- Exercise directions:
The records that follow should be retyped word for word.

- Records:
╔══
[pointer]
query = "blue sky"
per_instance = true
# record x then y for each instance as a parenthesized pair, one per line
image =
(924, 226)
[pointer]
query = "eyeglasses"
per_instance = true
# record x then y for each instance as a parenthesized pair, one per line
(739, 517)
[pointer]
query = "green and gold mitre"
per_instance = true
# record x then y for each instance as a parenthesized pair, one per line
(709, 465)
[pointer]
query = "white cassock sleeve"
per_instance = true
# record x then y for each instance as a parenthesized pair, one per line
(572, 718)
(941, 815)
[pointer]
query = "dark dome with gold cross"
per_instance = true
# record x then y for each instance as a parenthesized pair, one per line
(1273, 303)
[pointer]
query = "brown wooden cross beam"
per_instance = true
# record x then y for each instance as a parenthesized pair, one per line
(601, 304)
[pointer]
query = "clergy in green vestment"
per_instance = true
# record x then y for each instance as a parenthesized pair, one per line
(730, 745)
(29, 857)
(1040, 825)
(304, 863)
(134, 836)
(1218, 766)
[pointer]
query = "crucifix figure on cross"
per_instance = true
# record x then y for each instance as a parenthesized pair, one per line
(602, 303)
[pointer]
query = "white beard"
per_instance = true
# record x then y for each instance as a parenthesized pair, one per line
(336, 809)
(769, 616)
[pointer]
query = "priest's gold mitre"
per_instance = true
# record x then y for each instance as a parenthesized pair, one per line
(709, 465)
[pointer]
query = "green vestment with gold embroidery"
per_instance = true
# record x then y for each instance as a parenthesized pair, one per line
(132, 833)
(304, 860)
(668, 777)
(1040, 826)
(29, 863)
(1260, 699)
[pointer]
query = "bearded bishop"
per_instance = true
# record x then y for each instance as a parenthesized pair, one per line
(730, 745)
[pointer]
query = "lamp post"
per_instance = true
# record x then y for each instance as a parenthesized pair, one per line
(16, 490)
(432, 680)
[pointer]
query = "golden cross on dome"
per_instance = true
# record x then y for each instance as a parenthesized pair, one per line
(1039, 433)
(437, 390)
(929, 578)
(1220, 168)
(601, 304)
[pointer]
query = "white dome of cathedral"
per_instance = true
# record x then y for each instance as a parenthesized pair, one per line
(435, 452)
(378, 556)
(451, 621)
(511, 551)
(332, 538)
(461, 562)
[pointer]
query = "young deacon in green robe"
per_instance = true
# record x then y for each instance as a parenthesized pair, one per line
╚══
- Answer to the problem:
[pointer]
query = "blue sky"
per_instance = true
# record x then y for each instance as a parenthesized pair, one per line
image =
(924, 226)
[pointer]
query = "eyeglasses"
per_instance = true
# record x then y for each instance as a parenthesized pair, one per line
(739, 517)
[pointer]
query = "green and gold mitre"
per_instance = true
# record x then y for each instance as a parenthesized pair, one per line
(709, 465)
[pointer]
query = "white cassock sleeve"
per_instance = true
# record x then y for each instance as a parenthesized pair, one per line
(572, 718)
(941, 815)
[pointer]
query = "dark dome with gold cross"
per_instance = true
# record x then y for each instance as a parenthesized pair, one per line
(1273, 303)
[pointer]
query = "brown wooden cross beam"
per_instance = true
# record x then y for each instance as a parenthesized pair, one per line
(601, 304)
[pointer]
query = "clergy in green vestment"
per_instance = true
# record x then y for each instance as a parenthesized pair, one per line
(730, 745)
(29, 857)
(1040, 825)
(304, 863)
(134, 836)
(1218, 766)
[pointer]
query = "crucifix figure on cross"
per_instance = true
# record x then y for each instance as a parenthesized pair, one per line
(602, 303)
[pointer]
query = "white beard"
per_instance = true
# record x then y for each instance as a parenthesized pair, one per line
(336, 809)
(769, 616)
[pointer]
query = "priest's gold mitre"
per_instance = true
# record x then y for each instance as a parenthesized pair, one per line
(709, 465)
[pointer]
query = "green vestment with gold embroidery"
per_instance = true
# record x then y for each instance as a parenthesized pair, one per line
(132, 833)
(304, 860)
(668, 777)
(1040, 826)
(29, 863)
(1260, 699)
[pointer]
query = "bearded bishop"
per_instance = true
# record x then y for each instance as a parenthesized pair, one per line
(730, 745)
[pointer]
query = "lamp post"
per_instance = true
# record x then y for each instance as a parenthesized pair, one per line
(16, 490)
(432, 680)
[pointer]
query = "golden cross on dome"
per_instance = true
# record x then y for each instance as a parenthesized pair, one per line
(1039, 433)
(437, 390)
(929, 578)
(1220, 168)
(601, 304)
[pointer]
query = "white dome of cathedral"
per_instance = true
# record x then y for each instance as a parenthesized pair, one per line
(435, 452)
(378, 556)
(451, 621)
(511, 551)
(332, 538)
(461, 562)
[pointer]
query = "young deacon in green robe"
per_instance = true
# record x then y for each instance as a parenthesized pair, one per line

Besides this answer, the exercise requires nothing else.